Quote the records word for word, from the line containing "Each instance receives one keypoint. Annotate the paved" through the end of the records, including both of those lines.
○ ○ ○ ○ ○ ○ ○
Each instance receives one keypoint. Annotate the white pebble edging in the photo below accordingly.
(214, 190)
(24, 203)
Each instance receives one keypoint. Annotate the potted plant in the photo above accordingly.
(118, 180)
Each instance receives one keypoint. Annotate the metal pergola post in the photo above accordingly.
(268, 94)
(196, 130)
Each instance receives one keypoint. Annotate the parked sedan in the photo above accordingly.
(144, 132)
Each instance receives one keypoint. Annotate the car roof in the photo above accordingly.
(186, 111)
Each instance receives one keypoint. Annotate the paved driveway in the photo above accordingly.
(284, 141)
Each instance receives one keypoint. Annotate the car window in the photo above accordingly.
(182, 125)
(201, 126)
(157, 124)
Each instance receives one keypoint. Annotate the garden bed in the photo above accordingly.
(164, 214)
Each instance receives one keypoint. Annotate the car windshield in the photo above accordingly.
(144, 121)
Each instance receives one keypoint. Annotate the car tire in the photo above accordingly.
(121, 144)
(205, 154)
○ ○ ○ ○ ○ ○ ○
ANSWER TO THE EXERCISE:
Each instance receives one keypoint. Annotate the paved driveway in the photo above accordingly.
(284, 141)
Each instance receives one keypoint. Annotate the car window in the photo above accordingly.
(182, 125)
(201, 126)
(157, 124)
Each instance receives one keypoint. Annotate the garden bed in the photo above accordingly.
(164, 214)
Each instance receives one keypoint. Annotate the car windshield in the photo above accordingly.
(144, 121)
Each instance receives one keypoint. Annotate the car tire in the photo above accordingly.
(121, 144)
(205, 154)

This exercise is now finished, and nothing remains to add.